» **Aufgabenliste**:
1. Gib den Abschnitt des Textes zwischen „Mit Verordnung des“ und „Verwaltungsbehörde wegen Rechtswidrigkeit.“ einschließlich wieder und ersetze darin „Gastgärten“ durch „Schanigärten“.
2. Liste jede Zeile der Datensätze auf, in der die Zeichenfolge „wall“ vorkommt. Groß- und Kleinschreibung ist dabei zu beachten.

» **Text**:

-------------------------

Mit Verordnung des Bürgermeisters der Stadtgemeinde *** vom 1. Juni 2006 wurde die Betriebszeit für Gewerbeausübung in Gastgärten im Stadtgebiet vom
1. Mai bis 30. September jedes Jahres mit 8:00 bis 24:00 Uhr festgesetzt.
Eine Anzeige gemäß § 76a Abs. 3 GewO liegt nicht vor.
Die Beschwerdeführer waren zum Zeitpunkt der Genehmigung (29. Juli 1992) keine Nachbarn der gegenständlichen Betriebsanlage im Sinn des § 75 Abs. 2 GewO.
Hierzu hat das Landesverwaltungsgericht Niederösterreich rechtlich erwogen:
Gemäß Art. 130 Abs. 1 Z 1 Bundes-Verfassungsgesetz erkennt das Verwaltungsgericht über Beschwerden gegen den Bescheid einer Verwaltungsbehörde wegen Rechtswidrigkeit.
Gemäß § 28 Abs. 1 VwGVG hat das Verwaltungsgericht - sofern die Beschwerde nicht zurückzuweisen oder das Verfahren einzustellen ist - über Beschwerden gemäß Art. 130 Abs. 1 Z 1 B-VG in der Sache selbst zu entscheiden. Das Verwaltungsgericht hat dann in der Sache selbst zu entscheiden, wenn der maßgebliche Sachverhalt feststeht oder die Feststellung des maßgeblichen Sachverhalts durch das Verwaltungsgericht selbst im Interesse der Raschheit gelegen oder mit einer erheblichen Kostenersparnis verbunden ist.

-------------------------

» **Angezeigte Datensätze**:
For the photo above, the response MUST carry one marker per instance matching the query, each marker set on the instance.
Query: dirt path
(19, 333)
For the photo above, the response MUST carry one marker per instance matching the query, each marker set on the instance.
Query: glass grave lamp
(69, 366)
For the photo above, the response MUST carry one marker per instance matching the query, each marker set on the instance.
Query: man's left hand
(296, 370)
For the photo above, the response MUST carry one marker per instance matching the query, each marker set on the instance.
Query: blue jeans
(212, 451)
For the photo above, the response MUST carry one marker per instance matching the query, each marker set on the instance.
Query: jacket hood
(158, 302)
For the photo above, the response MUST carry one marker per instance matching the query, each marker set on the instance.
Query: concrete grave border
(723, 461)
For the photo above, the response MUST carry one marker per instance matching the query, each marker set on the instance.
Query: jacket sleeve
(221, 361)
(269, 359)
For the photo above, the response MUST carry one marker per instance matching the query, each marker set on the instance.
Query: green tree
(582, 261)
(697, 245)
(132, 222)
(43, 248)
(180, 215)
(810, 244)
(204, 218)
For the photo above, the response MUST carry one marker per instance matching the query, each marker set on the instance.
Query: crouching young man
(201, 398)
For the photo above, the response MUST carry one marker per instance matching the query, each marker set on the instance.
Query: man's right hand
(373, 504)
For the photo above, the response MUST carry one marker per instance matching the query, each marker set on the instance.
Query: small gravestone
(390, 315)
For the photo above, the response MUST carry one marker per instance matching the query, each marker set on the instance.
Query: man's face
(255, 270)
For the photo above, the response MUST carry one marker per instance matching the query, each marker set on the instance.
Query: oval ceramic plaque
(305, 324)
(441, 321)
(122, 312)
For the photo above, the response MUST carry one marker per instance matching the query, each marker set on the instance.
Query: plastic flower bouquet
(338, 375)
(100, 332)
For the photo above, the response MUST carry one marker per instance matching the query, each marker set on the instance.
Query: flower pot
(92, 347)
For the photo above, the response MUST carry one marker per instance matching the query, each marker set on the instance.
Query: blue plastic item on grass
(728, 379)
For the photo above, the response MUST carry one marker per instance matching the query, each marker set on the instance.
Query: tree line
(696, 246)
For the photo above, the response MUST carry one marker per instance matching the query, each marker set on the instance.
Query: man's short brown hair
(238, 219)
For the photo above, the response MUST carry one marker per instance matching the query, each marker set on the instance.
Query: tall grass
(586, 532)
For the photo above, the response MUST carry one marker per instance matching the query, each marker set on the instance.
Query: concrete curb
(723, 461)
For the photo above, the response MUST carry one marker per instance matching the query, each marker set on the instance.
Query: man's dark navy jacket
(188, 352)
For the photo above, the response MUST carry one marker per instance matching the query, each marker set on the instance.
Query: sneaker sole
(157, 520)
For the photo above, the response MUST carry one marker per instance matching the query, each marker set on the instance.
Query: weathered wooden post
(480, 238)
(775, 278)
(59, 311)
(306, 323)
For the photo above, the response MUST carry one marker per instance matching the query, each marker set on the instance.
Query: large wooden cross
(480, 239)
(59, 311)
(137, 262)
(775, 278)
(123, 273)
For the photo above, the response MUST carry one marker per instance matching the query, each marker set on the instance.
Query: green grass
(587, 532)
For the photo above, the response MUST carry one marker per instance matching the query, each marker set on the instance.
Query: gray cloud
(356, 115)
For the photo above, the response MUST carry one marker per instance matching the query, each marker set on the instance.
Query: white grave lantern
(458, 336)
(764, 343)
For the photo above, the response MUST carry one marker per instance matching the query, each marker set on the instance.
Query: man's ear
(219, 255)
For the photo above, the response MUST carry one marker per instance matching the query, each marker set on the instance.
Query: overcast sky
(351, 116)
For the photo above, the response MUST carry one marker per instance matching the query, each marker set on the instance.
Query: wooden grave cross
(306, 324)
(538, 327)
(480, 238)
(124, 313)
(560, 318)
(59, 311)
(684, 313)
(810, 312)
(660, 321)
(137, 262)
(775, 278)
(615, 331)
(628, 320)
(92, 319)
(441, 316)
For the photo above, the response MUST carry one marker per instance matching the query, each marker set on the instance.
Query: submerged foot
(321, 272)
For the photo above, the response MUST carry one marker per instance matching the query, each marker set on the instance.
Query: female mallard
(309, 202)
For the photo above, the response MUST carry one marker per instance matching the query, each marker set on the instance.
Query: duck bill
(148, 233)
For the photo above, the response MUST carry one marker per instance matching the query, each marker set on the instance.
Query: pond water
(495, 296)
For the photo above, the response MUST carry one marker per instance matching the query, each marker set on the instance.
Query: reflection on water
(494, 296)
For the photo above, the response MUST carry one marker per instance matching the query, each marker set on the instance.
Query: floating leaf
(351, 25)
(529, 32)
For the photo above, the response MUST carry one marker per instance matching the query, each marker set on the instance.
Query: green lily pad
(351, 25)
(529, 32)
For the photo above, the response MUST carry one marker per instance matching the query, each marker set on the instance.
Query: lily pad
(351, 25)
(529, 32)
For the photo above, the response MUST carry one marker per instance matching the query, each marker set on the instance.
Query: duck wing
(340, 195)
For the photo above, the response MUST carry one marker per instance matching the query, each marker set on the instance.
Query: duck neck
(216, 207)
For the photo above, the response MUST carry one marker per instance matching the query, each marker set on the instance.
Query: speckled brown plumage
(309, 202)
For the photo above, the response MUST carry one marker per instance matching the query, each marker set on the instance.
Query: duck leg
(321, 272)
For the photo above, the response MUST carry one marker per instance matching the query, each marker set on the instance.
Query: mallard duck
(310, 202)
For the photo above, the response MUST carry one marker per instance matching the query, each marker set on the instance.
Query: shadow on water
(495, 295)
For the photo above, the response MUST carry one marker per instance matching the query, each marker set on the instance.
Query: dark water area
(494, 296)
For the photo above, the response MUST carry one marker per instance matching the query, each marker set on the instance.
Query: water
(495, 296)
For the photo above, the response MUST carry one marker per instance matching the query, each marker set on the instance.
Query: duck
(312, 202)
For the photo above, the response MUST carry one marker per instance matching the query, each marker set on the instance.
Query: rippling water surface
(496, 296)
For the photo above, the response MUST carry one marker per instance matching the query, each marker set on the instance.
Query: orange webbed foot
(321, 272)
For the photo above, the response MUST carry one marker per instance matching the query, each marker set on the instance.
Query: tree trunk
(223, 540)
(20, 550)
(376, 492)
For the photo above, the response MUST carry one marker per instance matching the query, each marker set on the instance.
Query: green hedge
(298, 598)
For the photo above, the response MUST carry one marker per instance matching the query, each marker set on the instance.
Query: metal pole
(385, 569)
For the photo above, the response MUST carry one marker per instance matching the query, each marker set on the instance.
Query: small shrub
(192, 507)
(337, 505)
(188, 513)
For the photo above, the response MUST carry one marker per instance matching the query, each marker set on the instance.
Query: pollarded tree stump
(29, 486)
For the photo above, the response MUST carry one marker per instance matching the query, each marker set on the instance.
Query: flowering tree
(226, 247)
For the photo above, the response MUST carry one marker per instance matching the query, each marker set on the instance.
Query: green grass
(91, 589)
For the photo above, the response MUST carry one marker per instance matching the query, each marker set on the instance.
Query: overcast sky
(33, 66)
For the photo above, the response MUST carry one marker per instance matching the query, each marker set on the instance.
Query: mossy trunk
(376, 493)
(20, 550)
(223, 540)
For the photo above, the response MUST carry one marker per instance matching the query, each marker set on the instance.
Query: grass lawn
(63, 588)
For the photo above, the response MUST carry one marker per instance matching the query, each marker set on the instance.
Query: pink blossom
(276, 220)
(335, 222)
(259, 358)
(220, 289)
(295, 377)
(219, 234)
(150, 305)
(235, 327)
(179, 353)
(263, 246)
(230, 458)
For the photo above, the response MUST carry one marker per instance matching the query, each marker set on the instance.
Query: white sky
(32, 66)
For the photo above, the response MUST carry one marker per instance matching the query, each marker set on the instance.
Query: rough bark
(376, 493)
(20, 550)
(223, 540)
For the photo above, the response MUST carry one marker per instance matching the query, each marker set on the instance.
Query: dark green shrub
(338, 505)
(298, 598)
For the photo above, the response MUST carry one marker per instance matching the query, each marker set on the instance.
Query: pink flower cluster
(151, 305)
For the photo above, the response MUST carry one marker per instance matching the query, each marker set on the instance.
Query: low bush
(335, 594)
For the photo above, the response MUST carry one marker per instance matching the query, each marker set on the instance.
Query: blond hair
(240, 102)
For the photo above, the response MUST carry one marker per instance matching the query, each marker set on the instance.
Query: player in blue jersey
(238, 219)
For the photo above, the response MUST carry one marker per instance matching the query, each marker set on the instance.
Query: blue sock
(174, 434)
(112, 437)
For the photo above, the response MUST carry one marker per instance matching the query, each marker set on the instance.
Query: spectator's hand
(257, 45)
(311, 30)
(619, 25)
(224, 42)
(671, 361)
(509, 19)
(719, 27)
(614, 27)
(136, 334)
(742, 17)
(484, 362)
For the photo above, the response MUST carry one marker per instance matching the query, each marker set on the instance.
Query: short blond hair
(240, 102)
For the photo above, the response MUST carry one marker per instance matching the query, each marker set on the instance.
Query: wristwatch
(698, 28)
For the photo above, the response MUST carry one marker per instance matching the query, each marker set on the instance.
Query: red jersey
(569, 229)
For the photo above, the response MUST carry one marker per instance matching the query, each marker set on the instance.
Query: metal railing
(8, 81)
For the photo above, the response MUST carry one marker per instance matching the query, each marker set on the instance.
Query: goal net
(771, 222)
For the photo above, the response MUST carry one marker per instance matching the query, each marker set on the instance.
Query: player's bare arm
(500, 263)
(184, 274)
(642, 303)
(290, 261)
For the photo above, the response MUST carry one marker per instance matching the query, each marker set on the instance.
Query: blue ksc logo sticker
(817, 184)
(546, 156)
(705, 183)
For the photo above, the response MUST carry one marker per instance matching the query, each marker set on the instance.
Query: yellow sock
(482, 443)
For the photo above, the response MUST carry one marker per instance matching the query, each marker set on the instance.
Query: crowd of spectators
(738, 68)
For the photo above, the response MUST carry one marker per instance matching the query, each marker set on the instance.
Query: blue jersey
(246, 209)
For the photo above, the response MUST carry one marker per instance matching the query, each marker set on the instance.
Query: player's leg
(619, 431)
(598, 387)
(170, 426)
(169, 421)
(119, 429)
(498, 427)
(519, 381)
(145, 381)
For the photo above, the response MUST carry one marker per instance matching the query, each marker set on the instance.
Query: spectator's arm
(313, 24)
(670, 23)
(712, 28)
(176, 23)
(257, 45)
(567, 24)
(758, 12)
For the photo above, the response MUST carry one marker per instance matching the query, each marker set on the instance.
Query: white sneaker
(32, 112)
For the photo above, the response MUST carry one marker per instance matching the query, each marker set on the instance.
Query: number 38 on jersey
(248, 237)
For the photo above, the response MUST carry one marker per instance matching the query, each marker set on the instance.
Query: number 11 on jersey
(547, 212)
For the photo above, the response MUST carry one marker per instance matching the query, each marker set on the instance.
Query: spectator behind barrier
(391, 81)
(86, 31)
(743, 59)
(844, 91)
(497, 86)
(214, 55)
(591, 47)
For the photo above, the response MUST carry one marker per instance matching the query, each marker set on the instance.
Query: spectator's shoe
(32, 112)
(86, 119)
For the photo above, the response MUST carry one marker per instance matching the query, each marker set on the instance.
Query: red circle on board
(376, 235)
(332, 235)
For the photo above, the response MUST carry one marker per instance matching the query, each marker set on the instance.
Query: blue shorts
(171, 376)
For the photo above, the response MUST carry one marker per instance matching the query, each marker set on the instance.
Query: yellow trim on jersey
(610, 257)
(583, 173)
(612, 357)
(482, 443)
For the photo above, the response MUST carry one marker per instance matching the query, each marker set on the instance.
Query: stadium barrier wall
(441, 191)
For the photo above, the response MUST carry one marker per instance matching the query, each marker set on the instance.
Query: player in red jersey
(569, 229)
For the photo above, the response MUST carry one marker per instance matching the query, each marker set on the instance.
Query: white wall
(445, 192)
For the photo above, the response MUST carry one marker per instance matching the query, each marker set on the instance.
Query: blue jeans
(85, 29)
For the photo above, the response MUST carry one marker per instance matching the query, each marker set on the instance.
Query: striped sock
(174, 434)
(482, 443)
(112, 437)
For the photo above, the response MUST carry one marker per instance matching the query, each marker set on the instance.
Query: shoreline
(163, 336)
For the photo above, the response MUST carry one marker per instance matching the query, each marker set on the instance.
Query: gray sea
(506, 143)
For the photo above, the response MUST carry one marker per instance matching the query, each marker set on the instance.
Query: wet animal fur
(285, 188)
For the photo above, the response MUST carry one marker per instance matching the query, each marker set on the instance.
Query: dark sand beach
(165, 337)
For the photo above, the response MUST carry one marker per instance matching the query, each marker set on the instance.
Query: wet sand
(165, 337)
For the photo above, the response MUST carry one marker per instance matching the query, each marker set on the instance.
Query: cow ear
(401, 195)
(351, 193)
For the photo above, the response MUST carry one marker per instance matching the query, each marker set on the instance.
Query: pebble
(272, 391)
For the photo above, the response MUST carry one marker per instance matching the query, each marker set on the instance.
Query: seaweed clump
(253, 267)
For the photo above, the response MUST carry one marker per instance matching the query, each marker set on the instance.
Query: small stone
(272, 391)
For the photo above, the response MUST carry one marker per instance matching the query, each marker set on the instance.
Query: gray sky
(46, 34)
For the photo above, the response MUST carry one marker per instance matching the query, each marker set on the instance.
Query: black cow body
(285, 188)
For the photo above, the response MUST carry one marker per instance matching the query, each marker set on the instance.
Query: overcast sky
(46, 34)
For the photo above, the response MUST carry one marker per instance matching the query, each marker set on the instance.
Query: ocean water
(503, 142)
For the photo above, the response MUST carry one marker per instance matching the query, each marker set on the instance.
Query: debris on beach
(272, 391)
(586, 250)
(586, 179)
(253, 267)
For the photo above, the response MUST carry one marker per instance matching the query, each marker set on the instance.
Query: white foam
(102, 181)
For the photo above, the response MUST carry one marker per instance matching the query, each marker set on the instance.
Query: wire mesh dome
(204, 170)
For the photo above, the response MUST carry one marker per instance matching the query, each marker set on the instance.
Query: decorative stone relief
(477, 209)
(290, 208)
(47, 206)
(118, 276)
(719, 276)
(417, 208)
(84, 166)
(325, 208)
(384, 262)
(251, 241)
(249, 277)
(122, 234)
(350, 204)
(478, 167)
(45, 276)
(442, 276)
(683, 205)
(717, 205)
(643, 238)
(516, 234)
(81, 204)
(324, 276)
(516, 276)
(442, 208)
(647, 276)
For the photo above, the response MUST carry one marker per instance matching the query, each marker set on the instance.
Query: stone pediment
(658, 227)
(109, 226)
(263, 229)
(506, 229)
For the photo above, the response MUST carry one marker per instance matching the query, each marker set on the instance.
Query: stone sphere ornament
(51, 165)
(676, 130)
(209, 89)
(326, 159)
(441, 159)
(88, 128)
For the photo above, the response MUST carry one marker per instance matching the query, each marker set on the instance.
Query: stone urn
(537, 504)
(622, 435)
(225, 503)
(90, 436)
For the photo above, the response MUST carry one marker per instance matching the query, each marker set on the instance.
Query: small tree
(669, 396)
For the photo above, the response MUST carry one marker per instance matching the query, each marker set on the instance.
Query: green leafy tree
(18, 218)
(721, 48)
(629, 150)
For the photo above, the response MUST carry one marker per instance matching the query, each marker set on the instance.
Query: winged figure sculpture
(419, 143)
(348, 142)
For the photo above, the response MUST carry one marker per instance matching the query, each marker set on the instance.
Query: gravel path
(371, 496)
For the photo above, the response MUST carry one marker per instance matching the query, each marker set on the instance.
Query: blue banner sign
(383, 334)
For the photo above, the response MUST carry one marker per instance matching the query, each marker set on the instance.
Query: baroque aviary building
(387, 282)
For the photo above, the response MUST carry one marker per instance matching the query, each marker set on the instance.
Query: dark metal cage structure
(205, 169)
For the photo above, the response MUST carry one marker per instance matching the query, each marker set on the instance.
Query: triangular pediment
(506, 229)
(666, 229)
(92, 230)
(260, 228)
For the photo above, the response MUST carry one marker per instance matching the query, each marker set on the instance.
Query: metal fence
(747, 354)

-------------------------

» **Gegebene Antworten**:
1.
Mit Verordnung des Bürgermeisters der Stadtgemeinde *** vom 1. Juni 2006 wurde die Betriebszeit für Gewerbeausübung in Schanigärten im Stadtgebiet vom
1. Mai bis 30. September jedes Jahres mit 8:00 bis 24:00 Uhr festgesetzt.
Eine Anzeige gemäß § 76a Abs. 3 GewO liegt nicht vor.
Die Beschwerdeführer waren zum Zeitpunkt der Genehmigung (29. Juli 1992) keine Nachbarn der gegenständlichen Betriebsanlage im Sinn des § 75 Abs. 2 GewO.
Hierzu hat das Landesverwaltungsgericht Niederösterreich rechtlich erwogen:
Gemäß Art. 130 Abs. 1 Z 1 Bundes-Verfassungsgesetz erkennt das Verwaltungsgericht über Beschwerden gegen den Bescheid einer Verwaltungsbehörde wegen Rechtswidrigkeit.

2.
Query: stadium barrier wall
Query: white wall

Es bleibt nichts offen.